- _Excerpted passage_:
***

Even now she is on her chair next to me behaving in a thoroughly civilized way, doing a thorough grooming, though she was clean to begin with. There is, in theory, a reason cats do this, but she never studied philosophy. She just does it instinctively, the same way when I was about her age, except in human years, I examined myself closely in the mirror. All these years later that's the one civilized activity I can safely say I'd just as soon avoid.
Wednesday, July 8, 2009
Organizing the mind
[photo: The beloved critic John Leonard showing us what a working study looks like.]This morning I knew I had to get back to my usual meditation. I felt scattered, full of ideas and reactivity. Specifically, I reacted when Tom suggested we move some wire shelving he built into my toy closet.
This closet is one of the luxuries of my life I take for granted. I don't take them all for granted. Not a day goes by that I don't thank whatever God may be that I do not have to work anymore - how did I ever survive it? I sweet-talk the robot vacuum cleaner, and load the dishwasher with gratitude. But closets? I'm used to them. My study, for instance, has a whole wall of closet. I like to think the doctor who built this house put this in for his wife, who I like to think had a lot of clothes. It was the fifties, after all. What we did was buy clothes.
I don't have a lot of clothes, so one half of this closet houses my toys - drums, paints, drawing pads, unfinished crewel embroidery, drawings and paintings and photographs, seeds collected at Grailville . . . you get the idea. The kind of toys we enjoy as grown-ups.

***

- _Directions_: Copy the excerpt about the toy closet from "I don't have" up to and including "enjoy as grown-ups.", switching "closet" to "cupboard". You won't need these records.

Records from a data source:

***

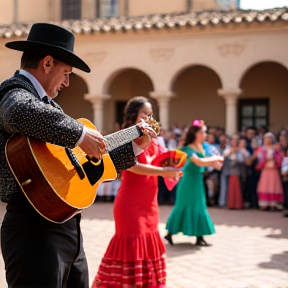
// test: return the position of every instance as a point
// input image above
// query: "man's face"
(250, 134)
(57, 78)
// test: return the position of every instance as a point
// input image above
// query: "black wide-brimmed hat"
(50, 39)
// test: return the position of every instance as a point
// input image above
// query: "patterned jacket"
(22, 110)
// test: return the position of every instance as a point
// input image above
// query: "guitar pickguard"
(93, 172)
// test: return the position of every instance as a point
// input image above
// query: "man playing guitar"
(37, 252)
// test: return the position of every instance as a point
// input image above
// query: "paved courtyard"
(250, 249)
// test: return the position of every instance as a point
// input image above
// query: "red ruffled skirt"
(136, 261)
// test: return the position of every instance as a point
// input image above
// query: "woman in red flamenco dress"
(135, 255)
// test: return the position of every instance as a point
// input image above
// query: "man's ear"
(47, 63)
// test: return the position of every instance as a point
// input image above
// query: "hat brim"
(59, 53)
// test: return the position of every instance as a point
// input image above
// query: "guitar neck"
(122, 137)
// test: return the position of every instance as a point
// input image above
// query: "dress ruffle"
(133, 261)
(191, 221)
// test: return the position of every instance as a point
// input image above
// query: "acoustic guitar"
(59, 182)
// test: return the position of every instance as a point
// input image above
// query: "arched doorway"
(72, 100)
(197, 98)
(264, 100)
(125, 85)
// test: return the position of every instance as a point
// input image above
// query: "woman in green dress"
(190, 215)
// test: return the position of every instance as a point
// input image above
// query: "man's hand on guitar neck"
(93, 143)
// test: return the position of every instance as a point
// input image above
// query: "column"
(231, 97)
(163, 99)
(97, 101)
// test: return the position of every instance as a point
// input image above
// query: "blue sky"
(262, 4)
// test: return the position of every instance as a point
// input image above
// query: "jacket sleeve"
(22, 112)
(123, 157)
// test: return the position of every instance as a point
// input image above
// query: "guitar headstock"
(152, 125)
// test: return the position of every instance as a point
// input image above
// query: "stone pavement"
(250, 249)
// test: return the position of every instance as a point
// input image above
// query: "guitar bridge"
(27, 182)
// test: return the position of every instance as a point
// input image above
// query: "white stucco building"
(226, 67)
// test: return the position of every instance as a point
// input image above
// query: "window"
(107, 8)
(71, 9)
(253, 113)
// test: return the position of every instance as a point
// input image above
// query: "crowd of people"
(254, 173)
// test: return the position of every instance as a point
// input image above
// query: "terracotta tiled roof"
(161, 21)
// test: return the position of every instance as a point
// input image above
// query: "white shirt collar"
(40, 90)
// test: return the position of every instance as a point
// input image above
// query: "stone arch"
(72, 101)
(123, 85)
(176, 75)
(109, 79)
(267, 80)
(196, 89)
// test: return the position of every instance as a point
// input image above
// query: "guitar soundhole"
(93, 172)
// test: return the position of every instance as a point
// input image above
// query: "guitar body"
(49, 179)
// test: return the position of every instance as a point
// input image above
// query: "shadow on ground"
(240, 218)
(278, 261)
(179, 249)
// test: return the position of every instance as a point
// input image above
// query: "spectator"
(250, 136)
(269, 189)
(172, 141)
(284, 173)
(232, 189)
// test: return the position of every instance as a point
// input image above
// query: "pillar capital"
(163, 98)
(96, 98)
(97, 101)
(231, 96)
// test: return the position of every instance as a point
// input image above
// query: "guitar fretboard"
(122, 137)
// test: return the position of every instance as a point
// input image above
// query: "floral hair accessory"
(197, 123)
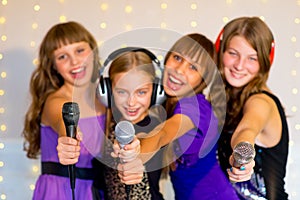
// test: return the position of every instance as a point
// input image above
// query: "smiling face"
(180, 76)
(132, 92)
(74, 62)
(240, 62)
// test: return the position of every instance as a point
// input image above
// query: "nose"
(238, 65)
(181, 67)
(131, 100)
(74, 59)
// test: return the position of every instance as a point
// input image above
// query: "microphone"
(124, 132)
(243, 153)
(70, 114)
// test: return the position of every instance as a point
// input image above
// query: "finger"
(133, 145)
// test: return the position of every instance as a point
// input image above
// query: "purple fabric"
(199, 110)
(50, 187)
(198, 174)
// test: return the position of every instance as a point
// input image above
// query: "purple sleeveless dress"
(52, 186)
(198, 174)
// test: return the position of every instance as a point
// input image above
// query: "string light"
(105, 25)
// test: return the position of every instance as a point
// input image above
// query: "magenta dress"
(54, 182)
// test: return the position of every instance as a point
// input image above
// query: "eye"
(142, 92)
(253, 58)
(177, 57)
(193, 67)
(121, 92)
(81, 50)
(231, 52)
(61, 57)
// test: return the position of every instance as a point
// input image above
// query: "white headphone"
(104, 91)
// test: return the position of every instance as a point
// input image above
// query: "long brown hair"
(260, 37)
(46, 80)
(201, 50)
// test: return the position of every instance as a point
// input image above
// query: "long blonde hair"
(45, 79)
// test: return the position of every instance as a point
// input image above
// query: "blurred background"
(23, 24)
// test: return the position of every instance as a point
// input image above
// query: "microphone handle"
(71, 132)
(127, 187)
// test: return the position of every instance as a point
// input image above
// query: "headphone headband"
(104, 90)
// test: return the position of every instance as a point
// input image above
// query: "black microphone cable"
(70, 113)
(124, 132)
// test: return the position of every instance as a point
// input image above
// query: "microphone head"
(243, 153)
(124, 132)
(70, 113)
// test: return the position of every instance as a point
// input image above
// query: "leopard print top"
(115, 188)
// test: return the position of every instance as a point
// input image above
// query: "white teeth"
(174, 80)
(77, 70)
(131, 111)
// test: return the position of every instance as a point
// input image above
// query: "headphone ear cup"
(104, 91)
(158, 93)
(218, 41)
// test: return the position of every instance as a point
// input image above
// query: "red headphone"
(218, 44)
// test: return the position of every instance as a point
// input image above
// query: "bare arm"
(163, 134)
(256, 114)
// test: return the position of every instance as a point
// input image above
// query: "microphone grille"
(70, 112)
(124, 132)
(243, 153)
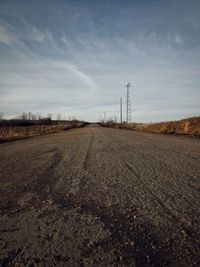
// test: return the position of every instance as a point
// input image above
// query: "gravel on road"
(100, 197)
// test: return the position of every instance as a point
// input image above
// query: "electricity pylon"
(128, 103)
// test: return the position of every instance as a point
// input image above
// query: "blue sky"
(74, 58)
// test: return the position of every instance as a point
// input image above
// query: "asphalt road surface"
(100, 197)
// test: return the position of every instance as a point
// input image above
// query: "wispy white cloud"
(6, 37)
(41, 36)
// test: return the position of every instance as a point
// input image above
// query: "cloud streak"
(74, 57)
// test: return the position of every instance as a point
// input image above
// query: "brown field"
(189, 126)
(11, 133)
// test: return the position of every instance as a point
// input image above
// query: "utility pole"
(121, 110)
(128, 103)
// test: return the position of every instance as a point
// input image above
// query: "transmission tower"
(128, 103)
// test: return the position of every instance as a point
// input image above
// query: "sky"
(75, 57)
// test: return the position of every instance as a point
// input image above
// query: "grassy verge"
(189, 126)
(12, 133)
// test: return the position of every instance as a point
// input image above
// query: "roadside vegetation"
(28, 125)
(189, 126)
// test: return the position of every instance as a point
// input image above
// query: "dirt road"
(100, 197)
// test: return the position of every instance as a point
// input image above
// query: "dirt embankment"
(11, 133)
(189, 126)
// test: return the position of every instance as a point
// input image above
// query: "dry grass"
(12, 133)
(189, 126)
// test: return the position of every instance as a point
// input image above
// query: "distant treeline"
(30, 119)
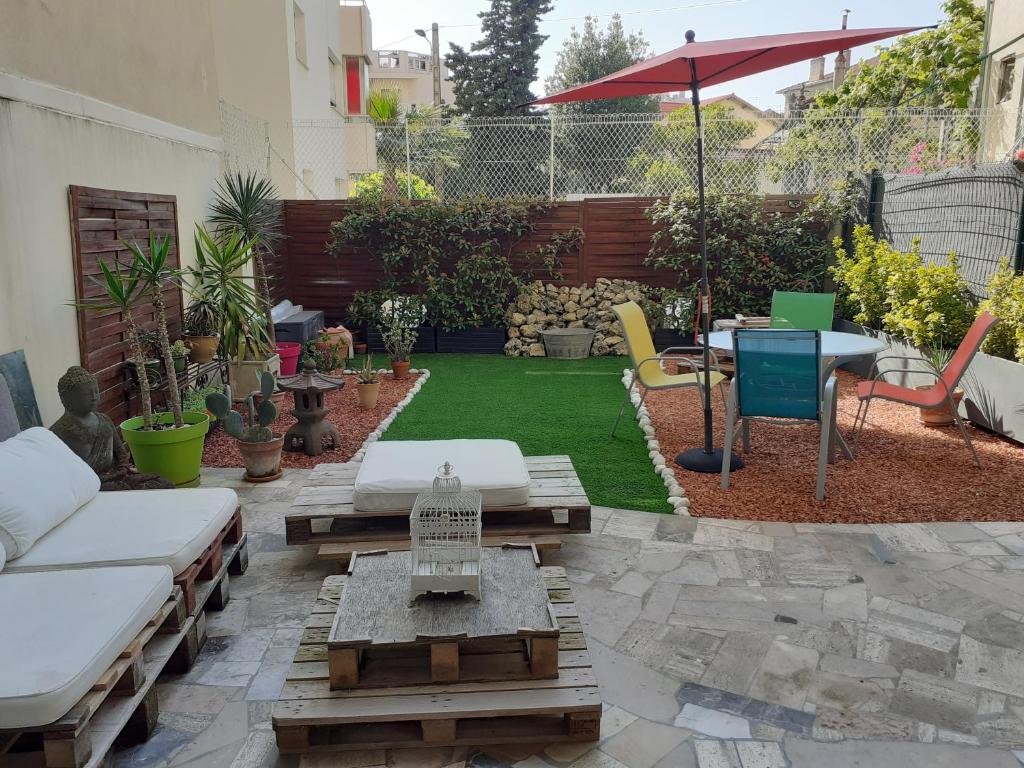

***

- _Expected answer_:
I don't have a lot of clothes, so one half of this cupboard houses my toys - drums, paints, drawing pads, unfinished crewel embroidery, drawings and paintings and photographs, seeds collected at Grailville . . . you get the idea. The kind of toys we enjoy as grown-ups.